### [THE TASK]
Scan the listing below for the word "form" and copy every line where it occurs.

*** RECORDS FOR THIS EXERCISE Section Begins ***

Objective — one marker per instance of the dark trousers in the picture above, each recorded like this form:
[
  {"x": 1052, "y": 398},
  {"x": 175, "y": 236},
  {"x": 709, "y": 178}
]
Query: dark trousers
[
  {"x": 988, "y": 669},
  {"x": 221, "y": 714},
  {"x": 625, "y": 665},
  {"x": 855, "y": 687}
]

*** RECORDS FOR THIS EXERCISE Section Ends ***
*** RECORDS FOR THIS EXERCISE Section Begins ***

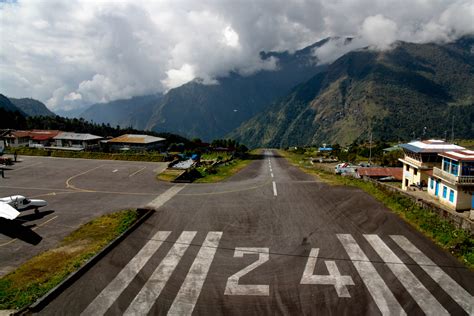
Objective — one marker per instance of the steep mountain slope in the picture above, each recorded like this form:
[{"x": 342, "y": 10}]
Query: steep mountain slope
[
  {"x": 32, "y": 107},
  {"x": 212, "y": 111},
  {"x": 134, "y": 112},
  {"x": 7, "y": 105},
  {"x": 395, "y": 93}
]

*** RECORDS FOR THIS EXERCISE Section Ends ***

### [RESPONSE BOX]
Objective — one marker per instance of the dark trousers in the picture above, each recorded like this form:
Objective — one marker per instance of the steep mountain slope in the picture above, each recorded like this form:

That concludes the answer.